## Material
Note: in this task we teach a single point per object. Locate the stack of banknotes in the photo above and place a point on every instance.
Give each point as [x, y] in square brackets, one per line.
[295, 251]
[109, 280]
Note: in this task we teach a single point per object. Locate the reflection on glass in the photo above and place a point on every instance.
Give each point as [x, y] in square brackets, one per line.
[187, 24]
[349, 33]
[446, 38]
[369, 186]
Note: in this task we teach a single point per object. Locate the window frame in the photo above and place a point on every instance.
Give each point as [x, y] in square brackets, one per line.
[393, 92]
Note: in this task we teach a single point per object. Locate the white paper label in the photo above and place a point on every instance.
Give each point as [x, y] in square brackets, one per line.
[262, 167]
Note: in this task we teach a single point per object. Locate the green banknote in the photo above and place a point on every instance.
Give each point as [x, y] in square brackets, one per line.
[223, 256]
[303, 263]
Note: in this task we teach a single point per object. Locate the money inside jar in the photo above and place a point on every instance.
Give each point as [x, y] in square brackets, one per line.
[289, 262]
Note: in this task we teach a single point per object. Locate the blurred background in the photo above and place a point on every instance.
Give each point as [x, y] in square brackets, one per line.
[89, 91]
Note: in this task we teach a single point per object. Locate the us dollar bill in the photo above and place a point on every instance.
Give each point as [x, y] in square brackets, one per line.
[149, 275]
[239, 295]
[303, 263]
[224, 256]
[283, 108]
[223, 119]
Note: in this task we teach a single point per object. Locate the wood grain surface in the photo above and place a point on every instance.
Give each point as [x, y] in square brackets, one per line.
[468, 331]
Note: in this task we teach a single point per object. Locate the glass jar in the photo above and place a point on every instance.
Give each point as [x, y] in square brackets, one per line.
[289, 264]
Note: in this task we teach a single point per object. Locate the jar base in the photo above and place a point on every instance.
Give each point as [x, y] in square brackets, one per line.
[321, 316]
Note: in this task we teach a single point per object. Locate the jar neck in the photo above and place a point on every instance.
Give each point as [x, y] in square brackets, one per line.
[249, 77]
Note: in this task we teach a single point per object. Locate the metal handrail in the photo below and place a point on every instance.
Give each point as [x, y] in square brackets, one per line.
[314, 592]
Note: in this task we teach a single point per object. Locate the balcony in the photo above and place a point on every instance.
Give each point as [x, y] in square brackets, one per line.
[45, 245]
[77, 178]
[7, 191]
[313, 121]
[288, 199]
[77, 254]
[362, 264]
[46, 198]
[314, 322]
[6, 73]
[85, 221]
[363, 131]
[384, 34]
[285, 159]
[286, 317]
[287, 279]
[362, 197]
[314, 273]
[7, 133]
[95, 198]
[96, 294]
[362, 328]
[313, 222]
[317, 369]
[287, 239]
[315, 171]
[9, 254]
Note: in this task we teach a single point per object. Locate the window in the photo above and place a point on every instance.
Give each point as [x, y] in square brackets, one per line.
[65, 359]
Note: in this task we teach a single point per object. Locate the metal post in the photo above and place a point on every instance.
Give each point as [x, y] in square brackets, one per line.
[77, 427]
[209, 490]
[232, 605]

## Task goal
Go back through every one of the lines above and swap "square brackets" for "round brackets". Keep everything else the same.

## Exercise output
Note: in this task we teach a single point per object. Locate the stack of banknotes in the photo above and place a point on every instance.
Give each point as [x, y] in round brackets, one per line.
[295, 251]
[109, 280]
Note: in this task we teach a single point per object. Locate the reflection on glass in the photo above and place a point on every instance.
Give each point as [x, y] in round brackets, one per line.
[187, 24]
[349, 33]
[446, 38]
[369, 186]
Note: in this task we teach a single point per object. Locate the window frame in the photo above and place a point on every instance.
Give each point as [x, y] in round brackets, one per line.
[393, 92]
Note: in this task we teach a single point per object. Locate the white paper label in the photo above and place a point on every instance.
Give each point as [x, y] in round brackets, one per line.
[262, 167]
Note: in this task we teach a single point per object. Locate the green banknote in the photo above and place a point on every instance.
Give each point as [x, y] in round brackets, one per line.
[223, 256]
[303, 263]
Note: in this task we teach a single point per object. Locate the money inside jar in the photo above and place a point on every instance.
Give each point as [x, y] in round brackets, one per line.
[289, 262]
Note: in this task we teach a single point per object. Locate the blurred background in the photo above and place a point on every instance.
Give each point as [x, y] in round brackets, one per line.
[89, 91]
Note: in this task we teach a single point per object. Locate the us dollar bill in the photo above and place a point on every instance.
Give each point as [x, y] in round brackets, one per line.
[149, 275]
[239, 295]
[303, 263]
[224, 256]
[283, 108]
[223, 119]
Note: in this task we teach a single point per object. Locate the wood grain surface in the photo above and place a point on every instance.
Give each point as [x, y] in round brackets, one per line.
[468, 331]
Note: in this task we teach a single point per object. Locate the glass jar in the photo above and place a point on every instance.
Give each point as [x, y] in round brackets, one per line.
[289, 264]
Note: in this task we teach a single point per object. Locate the jar base in the photo above and place a point on every instance.
Give each point as [x, y] in round brackets, one per line.
[321, 316]
Note: in this task we teach a single point per object. Locate the jar neck in the photo above and place a point on every instance.
Give each point as [x, y] in round brackets, one per line.
[249, 77]
Note: in this task we teach a single point per object. Locate the metal handrail in the photo below and place a point on every instance.
Give each point as [x, y] in round brackets, one per line.
[314, 592]
Note: in this task we teach a single point per object. Locate the balcony in the photo above and place a point on every instance.
Give each point as [x, y] in round brackets, one per line.
[45, 245]
[77, 178]
[7, 191]
[313, 121]
[288, 199]
[77, 254]
[362, 264]
[46, 198]
[314, 322]
[6, 73]
[85, 221]
[363, 131]
[384, 34]
[285, 159]
[286, 317]
[287, 279]
[362, 197]
[314, 273]
[7, 133]
[95, 198]
[96, 294]
[362, 328]
[313, 222]
[317, 369]
[287, 239]
[315, 171]
[9, 254]
Note: in this task we teach a single point per object. Locate the window in the photo above and place a point on every instance.
Give each point as [x, y] in round brackets, one per line.
[65, 359]
Note: in this task we teach a single point per object. Locate the metal post in the photo above and place a point on every instance.
Give each point as [x, y] in round brackets, one per line.
[77, 427]
[209, 490]
[232, 605]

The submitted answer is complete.